Written instruction: Give all of the lines again exactly as they read.

Task input:
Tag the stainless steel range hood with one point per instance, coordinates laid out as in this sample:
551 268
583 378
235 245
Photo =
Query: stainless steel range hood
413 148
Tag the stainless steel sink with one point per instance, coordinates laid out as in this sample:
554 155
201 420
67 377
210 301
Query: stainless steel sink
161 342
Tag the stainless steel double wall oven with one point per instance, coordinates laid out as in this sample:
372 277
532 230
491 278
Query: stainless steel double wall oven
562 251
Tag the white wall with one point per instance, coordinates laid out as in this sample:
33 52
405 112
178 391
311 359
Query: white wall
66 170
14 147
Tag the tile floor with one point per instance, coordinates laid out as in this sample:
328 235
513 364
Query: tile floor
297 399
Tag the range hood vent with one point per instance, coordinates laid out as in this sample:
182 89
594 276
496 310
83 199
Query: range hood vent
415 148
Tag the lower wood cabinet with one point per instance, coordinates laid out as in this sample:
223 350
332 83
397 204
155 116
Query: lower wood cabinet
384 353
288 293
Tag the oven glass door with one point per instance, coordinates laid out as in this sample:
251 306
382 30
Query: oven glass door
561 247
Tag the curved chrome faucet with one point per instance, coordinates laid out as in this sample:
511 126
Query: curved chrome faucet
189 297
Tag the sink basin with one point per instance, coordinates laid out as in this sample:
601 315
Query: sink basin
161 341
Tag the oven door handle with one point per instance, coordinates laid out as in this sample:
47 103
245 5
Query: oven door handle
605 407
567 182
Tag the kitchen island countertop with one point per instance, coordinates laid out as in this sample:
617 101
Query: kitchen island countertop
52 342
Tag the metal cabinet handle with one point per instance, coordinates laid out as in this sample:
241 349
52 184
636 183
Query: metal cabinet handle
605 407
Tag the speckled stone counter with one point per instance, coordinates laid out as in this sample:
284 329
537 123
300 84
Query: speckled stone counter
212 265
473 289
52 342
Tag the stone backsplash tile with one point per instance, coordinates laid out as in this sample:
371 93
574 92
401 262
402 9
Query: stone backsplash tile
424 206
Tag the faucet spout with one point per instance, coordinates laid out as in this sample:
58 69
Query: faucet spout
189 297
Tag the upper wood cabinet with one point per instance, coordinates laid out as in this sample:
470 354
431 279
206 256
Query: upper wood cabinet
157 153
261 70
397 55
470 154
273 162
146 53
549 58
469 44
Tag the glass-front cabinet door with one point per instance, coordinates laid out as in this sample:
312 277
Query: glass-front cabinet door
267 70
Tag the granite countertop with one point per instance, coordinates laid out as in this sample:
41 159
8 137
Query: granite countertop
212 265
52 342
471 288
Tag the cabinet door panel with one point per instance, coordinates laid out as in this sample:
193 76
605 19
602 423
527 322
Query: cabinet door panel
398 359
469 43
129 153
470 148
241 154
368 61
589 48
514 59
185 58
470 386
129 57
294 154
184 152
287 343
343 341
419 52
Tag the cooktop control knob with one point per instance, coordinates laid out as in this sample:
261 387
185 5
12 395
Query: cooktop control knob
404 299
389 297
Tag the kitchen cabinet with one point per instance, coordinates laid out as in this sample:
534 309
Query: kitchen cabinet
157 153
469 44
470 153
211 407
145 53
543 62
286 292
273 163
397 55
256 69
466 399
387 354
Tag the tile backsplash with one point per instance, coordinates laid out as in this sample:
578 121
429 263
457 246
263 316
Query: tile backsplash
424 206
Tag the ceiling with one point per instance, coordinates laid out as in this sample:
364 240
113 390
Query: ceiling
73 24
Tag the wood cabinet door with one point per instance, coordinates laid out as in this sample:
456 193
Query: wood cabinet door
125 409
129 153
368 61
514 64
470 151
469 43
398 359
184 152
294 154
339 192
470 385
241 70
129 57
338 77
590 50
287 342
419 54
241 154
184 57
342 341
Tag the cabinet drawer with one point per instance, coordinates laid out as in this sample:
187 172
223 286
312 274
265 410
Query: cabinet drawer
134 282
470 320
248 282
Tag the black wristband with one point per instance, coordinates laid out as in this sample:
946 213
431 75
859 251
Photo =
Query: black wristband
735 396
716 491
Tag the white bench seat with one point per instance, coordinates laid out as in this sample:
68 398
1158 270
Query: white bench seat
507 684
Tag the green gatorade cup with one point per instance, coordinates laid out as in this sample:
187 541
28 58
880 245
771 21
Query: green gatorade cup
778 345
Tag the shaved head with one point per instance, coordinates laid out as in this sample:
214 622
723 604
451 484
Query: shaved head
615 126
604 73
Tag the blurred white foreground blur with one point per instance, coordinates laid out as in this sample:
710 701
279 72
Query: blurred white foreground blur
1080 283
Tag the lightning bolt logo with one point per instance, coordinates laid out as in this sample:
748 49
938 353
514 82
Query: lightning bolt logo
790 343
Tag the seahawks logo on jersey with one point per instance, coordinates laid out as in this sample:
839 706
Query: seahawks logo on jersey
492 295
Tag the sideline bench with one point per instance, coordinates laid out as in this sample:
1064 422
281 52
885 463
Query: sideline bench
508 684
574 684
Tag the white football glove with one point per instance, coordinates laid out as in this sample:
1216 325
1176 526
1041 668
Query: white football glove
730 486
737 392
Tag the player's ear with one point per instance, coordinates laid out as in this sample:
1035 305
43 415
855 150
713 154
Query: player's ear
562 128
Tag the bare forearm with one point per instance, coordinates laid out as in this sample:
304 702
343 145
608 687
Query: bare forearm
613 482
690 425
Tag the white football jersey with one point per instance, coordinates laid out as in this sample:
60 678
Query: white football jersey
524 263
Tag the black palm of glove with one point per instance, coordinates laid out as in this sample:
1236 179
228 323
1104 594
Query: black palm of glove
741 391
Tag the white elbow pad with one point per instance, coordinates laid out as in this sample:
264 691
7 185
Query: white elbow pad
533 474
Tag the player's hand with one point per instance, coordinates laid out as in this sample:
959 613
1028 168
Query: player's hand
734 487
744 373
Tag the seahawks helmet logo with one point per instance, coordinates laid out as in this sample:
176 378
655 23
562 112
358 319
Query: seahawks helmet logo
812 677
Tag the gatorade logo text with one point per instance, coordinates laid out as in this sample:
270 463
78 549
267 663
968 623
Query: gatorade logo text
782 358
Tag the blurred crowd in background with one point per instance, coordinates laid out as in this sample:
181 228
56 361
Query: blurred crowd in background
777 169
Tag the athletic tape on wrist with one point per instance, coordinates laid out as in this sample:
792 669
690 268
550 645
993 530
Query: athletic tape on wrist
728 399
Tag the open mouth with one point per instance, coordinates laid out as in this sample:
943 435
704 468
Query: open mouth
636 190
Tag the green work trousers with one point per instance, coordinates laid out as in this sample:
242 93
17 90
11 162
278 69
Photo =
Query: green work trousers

The output:
Tag the stainless steel range hood with one point per instance, coordinates laid out as in this sample:
551 268
583 378
235 245
Photo =
Query: stainless steel range hood
413 148
Tag the stainless steel sink with one point per instance, coordinates laid out as in this sample:
554 155
201 420
67 377
210 301
Query: stainless steel sink
161 342
Tag the stainless steel double wall oven with one point per instance, coordinates laid out as in this sample:
372 277
532 230
491 278
Query: stainless steel double wall oven
562 251
Tag the white wall with one point per instance, coordinates laid out as in this sample:
33 52
405 112
178 391
311 359
Query: white wall
66 170
14 147
Tag the tile floor with one point per instance, coordinates laid out as in this sample:
328 235
513 364
Query: tile floor
297 399
Tag the range hood vent with one point per instance, coordinates laid out as in this sample:
182 89
594 276
496 310
83 199
Query: range hood vent
415 148
Tag the lower wood cabinet with one point per instance, coordinates laid out as in this sample:
223 350
332 83
397 204
155 116
Query: lower wood cabinet
384 353
288 293
Tag the oven glass door with one point per instance, coordinates laid out as in this sample:
251 306
382 30
Query: oven glass door
561 247
Tag the curved chrome faucet with one point per instance, coordinates laid out as in this sample:
511 126
Query: curved chrome faucet
189 297
Tag the sink basin with one point per instance, coordinates laid out as in this sample:
601 315
Query: sink basin
161 341
Tag the oven door handle with one point per instance, coordinates laid out as in this sample:
47 103
245 5
Query: oven door handle
605 407
567 182
Tag the kitchen island countertop with one point per instance, coordinates laid out as in this sample:
617 101
Query: kitchen island countertop
52 342
Tag the metal cabinet handle with one point per instance, coordinates laid out as in this sample:
241 349
52 184
636 183
Query: metal cabinet handle
605 407
Tag the speckled stone counter with one point per instance, coordinates laid out as in this sample:
284 329
537 123
300 84
Query: speckled stone counter
212 265
473 289
52 342
Tag the stone backsplash tile with one point per instance, coordinates laid out as in this sample:
371 93
574 92
401 262
402 9
Query: stone backsplash tile
424 206
Tag the faucet spout with one point per instance, coordinates laid out as in this sample:
58 69
Query: faucet spout
189 297
Tag the upper wood cabinet with one point per instance, coordinates laid out as in this sample:
470 354
431 279
206 256
Query: upper wood cabinet
157 153
261 70
397 55
470 154
273 162
146 53
549 58
469 44
Tag the glass-front cabinet door with one point per instance, coordinates laid out as in this sample:
312 277
Query: glass-front cabinet door
267 70
Tag the granite countertop with one point per instance, coordinates laid out as in this sample:
41 159
8 137
Query: granite countertop
212 265
52 342
471 288
Tag the cabinet door panel with one point per instance, coordinates laid out as in this sample:
193 76
605 19
602 423
527 322
Query: cabinet door panel
398 359
469 43
129 153
470 148
241 154
368 61
589 48
514 59
185 58
470 386
129 57
294 154
184 152
287 343
343 341
419 52
Tag the cooktop control knob with one point per instance, coordinates laid out as in this sample:
261 387
185 5
12 395
Query: cooktop control knob
404 299
389 297
Tag the kitchen cabinet with one point per instance, coordinates laid out as in this sample:
534 309
Query: kitchen cabinet
157 153
469 44
470 153
211 407
145 53
543 62
286 292
273 163
397 55
256 69
466 399
387 354
Tag the tile backsplash with one point per instance, coordinates laid out as in this sample:
578 121
429 263
457 246
263 316
Query: tile backsplash
424 206
Tag the ceiling with one point per instance, coordinates laid out as in this sample:
364 240
113 390
Query: ceiling
73 24
Tag the wood cabinet door with one point per instance, coordinates laid out as in this sample:
456 193
Query: wood cabinet door
125 409
129 153
368 61
514 64
470 151
469 43
398 359
184 152
294 154
339 192
470 385
241 70
129 57
338 77
590 50
287 342
419 54
241 154
184 57
342 341
Tag the cabinet drawer with one point per instance, coordinates laid out as in this sample:
187 172
223 286
312 274
265 410
Query: cabinet drawer
134 282
470 320
248 282
Tag the black wristband with one point per instance, coordinates laid out as in this sample:
946 213
431 75
859 251
Photo =
Query: black wristband
735 396
716 491
Tag the white bench seat with one point per instance, coordinates laid out as in this sample:
68 398
1158 270
Query: white bench seat
507 684
Tag the green gatorade cup with one point per instance, coordinates laid out as in this sample:
187 541
28 58
880 245
771 21
Query: green gatorade cup
778 345
Tag the shaved head with one point per instance, coordinates laid out as in this sample:
214 622
723 604
451 484
Query: shaved head
615 126
604 73
Tag the blurred white foreground blur with one point per instance, coordinates laid out as in this sample:
710 701
279 72
Query: blurred white foreground blur
1080 283
Tag the lightning bolt logo with one point per instance, coordinates laid out as in this sample:
748 49
938 353
514 82
Query: lightning bolt logo
790 343
Tag the seahawks logo on jersey with one point per instance, coordinates laid out as in this sample:
839 706
Query: seahawks logo on jersey
492 295
Tag the sideline bench with one point per instance, coordinates laid out as in this sample:
1064 422
281 52
885 463
Query: sideline bench
508 684
574 684
Tag the white football glove with one point per instance, coordinates laid out as in this sample:
1216 325
1176 526
1041 668
Query: white football glove
730 486
737 392
Tag the player's ear with one point per instance, coordinates laid out as in this sample:
1035 305
43 415
855 150
713 154
Query: player's ear
562 128
Tag the bare forearm with one point per instance, coordinates laid out as in this sample:
304 702
343 145
608 687
Query: bare forearm
613 482
690 425
Tag the white football jersey with one point per instance, coordinates laid out as in this sample:
60 678
Query: white football jersey
524 263
Tag the black palm of glove with one point per instance, coordinates laid out as in this sample:
1236 179
228 323
1104 594
Query: black palm of glove
741 391
Tag the white elbow pad with one point per instance, coordinates laid out as in this sample:
264 691
7 185
Query: white elbow pad
533 474
Tag the player's hand with one point per instance, coordinates laid out as in this sample:
959 613
1028 168
Query: player's hand
734 487
744 373
Tag the seahawks helmet logo with one point per instance, coordinates laid out as in this sample:
176 378
655 23
562 112
358 319
Query: seahawks helmet logo
812 677
Tag the gatorade logo text with one point per instance, coordinates laid out as in this sample:
270 463
78 549
267 663
968 623
Query: gatorade logo text
782 358
Tag the blurred crowd in background with one point per instance, coordinates laid out as in this sample:
181 228
56 361
Query: blurred crowd in background
777 169
Tag the athletic tape on wrist with one point per instance, coordinates laid out as in this sample:
792 669
690 268
550 645
993 530
Query: athletic tape on wrist
728 399
Tag the open mouth with one point per instance, coordinates laid out as in this sample:
943 435
704 468
Query: open mouth
636 190
Tag the green work trousers with one point per instance, coordinates laid out as in this sample:
242 93
17 90
11 162
278 69
Photo =
Query: green work trousers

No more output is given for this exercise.